### [Selected extract]

Flax provides a variety of Activation functions that can be used when building a neural netowrk. In this article of the Flax Basics series, we will explore some of the most used Activation functions.

Setup

First, install Flax and import needed modules

!pip install -q flax

import numpy as np
import jax
import jax.numpy as jnp
import flax
from flax import linen as nn
import matplotlib.pyplot as plt

Set seed for reproducibility

seed = 123
key = jax.random.PRNGKey(seed)

Activations

Initialize an array to use for x-axis values

x = np.linspace(-10, 10, 100, dtype=np.float32)

ReLU

Rectified Linear Unit (ReLU) is among the most popular activation functions, usually used in hiddren layers of a neural network. It is defined as follows

$$ \mathrm{relu}(x) = \max(x, 0) $$

y = np.asarray(nn.relu(x))

Let's apply the relu function on our test array and visualize the output.

plt.plot(x, y)
plt.legend(['relu'], loc='upper left')
plt.show();

PReLU

Parametric Rectified Linear Unit (PReLU) is ReLU with a lernable parameter.

To used for testing, we need the following helper function (becuase PReLU is a nn.Module class).

def prelu(alpha=0.01):
    prelu = nn.PReLU(param_dtype=jnp.float32, negative_slope_init=alpha)
    def call(x):
        variables = prelu.init(key, x)
        return prelu.apply(variables, x)
    return call

Let's apply the prelu function on our test array usig different values for the slope parameter and visualize the outputs.

alphas = [-1.0, -0.1, -0.01, 0.01, 0.1, 1.0]
legends = [str(alpha) for alpha in alphas] 
for alpha in alphas:
    y = prelu(alpha)(x)
    plt.plot(x, y)

plt.legend(legends, loc='lower right')
plt.show();

ELU

Exponential Linear Unit (ELU) activation function similarly to ReLU is used in hidden layers but can output negative values. It is defined by the following formula:

$$ \mathrm{elu}(x) = \begin{cases} x, & x > 0\\ \alpha \left(\exp(x) - 1\right), & x \le 0 \end{cases} $$

Let's apply the elu function on our test array usig different values for the $\alpha$ parameter and visualize the outputs.

alphas = [-1.0, -0.1, -0.01, 0.01, 0.1, 1.0]
legends = [str(alpha) for alpha in alphas] 
for alpha in alphas:
    y = nn.elu(x, alpha)
    plt.plot(x, y)

plt.legend(legends, loc='lower right')

### [What you should do]
Answer these questions using the Flax activation functions tutorial:
(a) What seed value does it set for reproducibility?
(b) What reason does it give for needing a helper function to test PReLU?
(c) What can ELU do that the tutorial contrasts with ReLU?
The rows that follow have no connection to the Flax activation functions tutorial.

### [Dataset excerpts]
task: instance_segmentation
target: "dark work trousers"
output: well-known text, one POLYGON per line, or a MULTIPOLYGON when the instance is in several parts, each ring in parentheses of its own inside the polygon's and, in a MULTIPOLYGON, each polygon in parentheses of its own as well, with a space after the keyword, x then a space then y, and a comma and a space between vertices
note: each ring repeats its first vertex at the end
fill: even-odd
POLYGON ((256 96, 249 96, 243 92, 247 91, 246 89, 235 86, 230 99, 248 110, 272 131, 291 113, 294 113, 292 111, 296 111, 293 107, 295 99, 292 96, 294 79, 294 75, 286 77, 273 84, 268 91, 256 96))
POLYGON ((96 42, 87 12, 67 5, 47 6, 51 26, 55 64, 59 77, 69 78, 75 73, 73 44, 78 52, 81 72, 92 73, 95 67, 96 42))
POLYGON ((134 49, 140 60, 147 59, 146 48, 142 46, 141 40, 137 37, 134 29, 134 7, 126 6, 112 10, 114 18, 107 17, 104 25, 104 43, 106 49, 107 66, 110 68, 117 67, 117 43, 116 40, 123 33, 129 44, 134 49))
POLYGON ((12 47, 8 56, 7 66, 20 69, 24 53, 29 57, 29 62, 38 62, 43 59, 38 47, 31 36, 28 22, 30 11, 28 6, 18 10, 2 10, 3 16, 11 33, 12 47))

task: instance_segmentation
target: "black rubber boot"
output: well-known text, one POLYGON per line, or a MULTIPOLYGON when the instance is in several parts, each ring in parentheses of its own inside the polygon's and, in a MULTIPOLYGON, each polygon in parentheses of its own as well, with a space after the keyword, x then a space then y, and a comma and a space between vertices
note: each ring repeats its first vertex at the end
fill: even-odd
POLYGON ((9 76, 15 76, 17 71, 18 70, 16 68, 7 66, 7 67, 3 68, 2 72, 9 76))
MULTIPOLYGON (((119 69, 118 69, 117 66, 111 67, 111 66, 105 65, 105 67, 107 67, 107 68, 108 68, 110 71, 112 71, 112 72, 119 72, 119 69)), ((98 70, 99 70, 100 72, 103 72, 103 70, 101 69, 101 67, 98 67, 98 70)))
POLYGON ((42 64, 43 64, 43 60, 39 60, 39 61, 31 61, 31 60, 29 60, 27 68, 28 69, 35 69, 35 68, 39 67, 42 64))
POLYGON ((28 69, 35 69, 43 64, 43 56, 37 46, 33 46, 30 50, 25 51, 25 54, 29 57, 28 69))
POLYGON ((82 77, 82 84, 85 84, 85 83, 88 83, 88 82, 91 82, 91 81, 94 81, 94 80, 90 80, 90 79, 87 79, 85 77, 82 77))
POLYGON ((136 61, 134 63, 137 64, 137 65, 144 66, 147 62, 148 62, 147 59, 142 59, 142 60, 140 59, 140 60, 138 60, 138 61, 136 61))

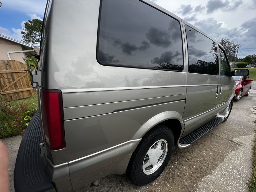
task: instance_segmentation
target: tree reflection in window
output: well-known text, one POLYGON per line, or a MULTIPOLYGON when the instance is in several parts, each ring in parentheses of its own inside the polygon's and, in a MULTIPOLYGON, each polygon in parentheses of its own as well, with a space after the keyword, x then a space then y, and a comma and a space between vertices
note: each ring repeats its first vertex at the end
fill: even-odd
POLYGON ((104 0, 101 6, 97 54, 100 63, 183 70, 178 20, 138 0, 104 0))
POLYGON ((217 75, 219 59, 216 43, 190 27, 185 27, 190 73, 217 75))

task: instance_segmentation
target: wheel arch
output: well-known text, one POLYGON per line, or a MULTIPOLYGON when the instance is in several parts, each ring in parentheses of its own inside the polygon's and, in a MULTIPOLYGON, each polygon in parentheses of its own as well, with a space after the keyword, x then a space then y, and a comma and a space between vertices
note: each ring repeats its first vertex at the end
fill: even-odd
POLYGON ((152 117, 139 129, 132 138, 132 140, 142 138, 153 128, 158 124, 163 124, 171 129, 174 137, 175 142, 178 140, 182 129, 182 116, 173 111, 163 112, 152 117))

### [Response to the task]
(a) 123.
(b) PReLU is an nn.Module class.
(c) ELU can output negative values.